Data rows:
· · · · ·

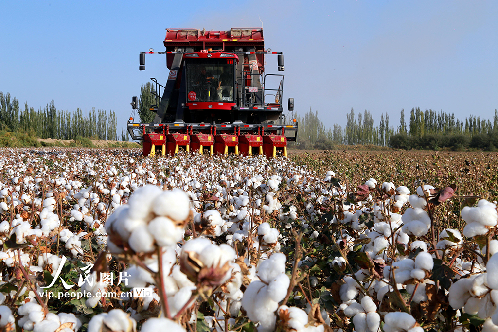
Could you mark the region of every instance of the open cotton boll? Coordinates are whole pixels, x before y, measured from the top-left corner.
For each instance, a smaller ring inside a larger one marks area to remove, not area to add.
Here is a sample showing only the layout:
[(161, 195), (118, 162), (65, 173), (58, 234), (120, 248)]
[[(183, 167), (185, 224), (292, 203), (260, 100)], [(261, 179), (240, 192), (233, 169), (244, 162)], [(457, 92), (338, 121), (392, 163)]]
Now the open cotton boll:
[(155, 206), (153, 203), (155, 198), (162, 192), (160, 188), (153, 185), (146, 185), (137, 188), (128, 201), (129, 207), (128, 217), (131, 219), (147, 218), (152, 208)]
[(186, 220), (190, 213), (190, 199), (181, 189), (163, 192), (154, 200), (153, 211), (157, 216), (176, 221)]
[(146, 228), (135, 228), (130, 235), (128, 242), (135, 252), (152, 252), (155, 248), (154, 237)]
[(406, 313), (388, 313), (384, 316), (384, 332), (423, 332), (417, 321)]
[[(294, 177), (295, 176), (296, 176), (295, 175)], [(325, 182), (330, 182), (331, 180), (332, 180), (333, 178), (335, 178), (335, 176), (336, 176), (335, 173), (334, 173), (332, 171), (329, 171), (327, 172), (327, 174), (325, 174), (325, 180), (324, 180), (324, 181)], [(298, 179), (299, 179), (299, 177), (298, 177)]]
[(430, 190), (434, 189), (434, 187), (430, 185), (424, 185), (423, 188), (420, 186), (417, 188), (417, 195), (421, 197), (424, 197), (425, 196), (425, 193), (427, 196), (430, 196), (431, 194)]
[(267, 259), (259, 263), (257, 267), (257, 276), (262, 281), (269, 283), (277, 275), (285, 273), (285, 262), (287, 258), (281, 253), (275, 253)]
[(414, 251), (417, 248), (420, 248), (423, 251), (427, 251), (427, 244), (423, 241), (420, 241), (420, 240), (414, 241), (410, 244), (410, 251)]
[(3, 328), (3, 331), (8, 331), (7, 326), (14, 328), (15, 319), (12, 315), (12, 311), (7, 306), (0, 306), (0, 328)]
[(191, 281), (217, 286), (232, 276), (229, 263), (236, 257), (235, 250), (228, 244), (218, 246), (205, 237), (196, 237), (182, 248), (180, 267)]
[(173, 221), (165, 217), (152, 219), (147, 227), (159, 246), (174, 245), (182, 239), (184, 232), (183, 227), (177, 226)]
[(185, 329), (181, 325), (177, 324), (167, 318), (149, 318), (143, 325), (140, 332), (157, 332), (157, 331), (168, 331), (168, 332), (186, 332)]
[(467, 222), (478, 222), (489, 227), (494, 227), (498, 221), (497, 207), (486, 200), (480, 200), (477, 207), (465, 207), (461, 212), (462, 219)]
[[(491, 241), (490, 241), (491, 242)], [(498, 290), (498, 254), (491, 256), (486, 264), (487, 284), (491, 288)]]
[(467, 237), (487, 233), (487, 227), (495, 227), (498, 220), (496, 206), (486, 200), (480, 200), (477, 207), (465, 207), (461, 216), (467, 223), (463, 230)]
[(408, 235), (421, 236), (429, 231), (431, 219), (427, 213), (420, 208), (408, 208), (401, 217), (403, 231)]
[(377, 185), (377, 180), (375, 179), (370, 178), (368, 181), (365, 182), (365, 184), (368, 186), (369, 188), (371, 189), (373, 189)]
[(290, 279), (286, 274), (279, 274), (268, 285), (268, 295), (276, 302), (279, 302), (285, 297), (287, 290), (290, 284)]
[(306, 326), (308, 324), (308, 314), (306, 312), (296, 307), (280, 306), (277, 312), (280, 317), (288, 318), (285, 323), (290, 329), (285, 331), (295, 331), (296, 332), (307, 331)]
[(415, 267), (426, 271), (431, 271), (434, 262), (432, 256), (428, 252), (420, 252), (415, 258)]
[(196, 230), (209, 237), (219, 236), (227, 228), (226, 222), (220, 212), (215, 210), (198, 214), (194, 219), (194, 222)]
[(414, 208), (419, 208), (422, 209), (427, 205), (427, 204), (425, 198), (423, 197), (419, 197), (416, 195), (410, 195), (410, 197), (408, 197), (408, 201)]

· · · · ·

# DIRECTIONS FOR THIS TASK
Transcribe every row above word for word, omitting the pictures.

# WRITTEN SOLUTION
Could you mark the region of every instance of the open cotton boll? Coordinates are whole pixels, x before y, measured from the top-left corner.
For each instance, a smaller ring inside a larger one marks area to remove, not area to add.
Here is a sample showing only the layout:
[(161, 195), (118, 162), (65, 173), (58, 234), (120, 248)]
[[(183, 167), (185, 224), (292, 203), (260, 100)], [(261, 179), (240, 192), (233, 169), (244, 162)], [(457, 92), (338, 121), (392, 163)]]
Now the open cotton boll:
[(155, 206), (153, 203), (155, 198), (162, 192), (160, 188), (153, 185), (146, 185), (137, 188), (128, 201), (129, 207), (128, 217), (131, 219), (147, 218), (152, 208)]
[(186, 220), (190, 213), (190, 199), (181, 189), (163, 192), (154, 200), (153, 211), (157, 216), (176, 221)]
[(146, 228), (135, 228), (130, 235), (128, 242), (135, 252), (152, 252), (155, 248), (154, 237)]
[(406, 313), (388, 313), (384, 316), (384, 332), (423, 332), (417, 321)]
[[(294, 177), (295, 176), (296, 176), (295, 175)], [(325, 182), (330, 182), (331, 180), (332, 180), (333, 178), (335, 178), (335, 176), (336, 176), (335, 173), (334, 173), (332, 171), (329, 171), (327, 172), (327, 174), (325, 174), (325, 180), (324, 180), (324, 181)], [(298, 179), (299, 179), (299, 177), (298, 177)]]
[(430, 190), (434, 189), (434, 187), (430, 185), (424, 185), (423, 188), (420, 186), (417, 188), (417, 195), (421, 197), (424, 197), (425, 196), (425, 193), (427, 196), (430, 196), (431, 194)]
[(267, 259), (259, 263), (257, 267), (257, 276), (262, 281), (269, 283), (277, 275), (285, 273), (285, 262), (287, 258), (281, 253), (275, 253)]
[(414, 251), (417, 248), (420, 248), (423, 251), (427, 251), (427, 244), (423, 241), (420, 241), (420, 240), (414, 241), (410, 244), (410, 251)]
[(3, 328), (3, 331), (8, 331), (7, 326), (14, 328), (15, 319), (12, 315), (12, 311), (7, 306), (0, 306), (0, 328)]
[(191, 281), (217, 286), (232, 276), (229, 263), (236, 257), (235, 250), (228, 244), (218, 246), (205, 237), (196, 237), (182, 248), (180, 267)]
[(173, 221), (165, 217), (152, 219), (147, 227), (159, 246), (174, 245), (182, 239), (184, 232), (183, 227), (177, 226)]
[(185, 329), (181, 325), (177, 324), (167, 318), (149, 318), (143, 325), (140, 332), (157, 332), (157, 331), (168, 331), (168, 332), (186, 332)]
[(467, 222), (478, 222), (489, 227), (494, 227), (498, 221), (497, 207), (486, 200), (480, 200), (477, 207), (465, 207), (461, 212), (462, 219)]
[[(491, 241), (490, 241), (491, 242)], [(498, 290), (498, 254), (491, 256), (486, 264), (487, 284), (491, 288)]]
[(467, 237), (487, 233), (487, 227), (495, 227), (498, 220), (496, 206), (486, 200), (480, 200), (477, 207), (465, 207), (461, 216), (467, 223), (463, 230)]
[(408, 235), (421, 236), (429, 231), (431, 219), (427, 213), (420, 208), (408, 208), (401, 217), (403, 231)]
[(377, 185), (377, 180), (375, 179), (370, 178), (368, 181), (365, 182), (365, 184), (368, 186), (369, 188), (371, 189), (373, 189)]
[(290, 279), (286, 274), (279, 274), (268, 285), (268, 295), (276, 302), (279, 302), (285, 297), (287, 290), (290, 284)]
[(306, 326), (308, 324), (308, 314), (306, 312), (296, 307), (280, 306), (277, 312), (280, 317), (288, 318), (285, 323), (290, 329), (285, 331), (295, 331), (296, 332), (307, 331)]
[(415, 267), (426, 271), (431, 271), (434, 262), (432, 256), (428, 252), (420, 252), (415, 258)]
[(196, 230), (209, 237), (219, 236), (227, 228), (226, 222), (220, 212), (215, 210), (198, 214), (194, 219), (194, 222)]
[(414, 208), (419, 208), (422, 209), (427, 205), (427, 204), (425, 198), (423, 197), (419, 197), (416, 195), (410, 195), (410, 197), (408, 197), (408, 201)]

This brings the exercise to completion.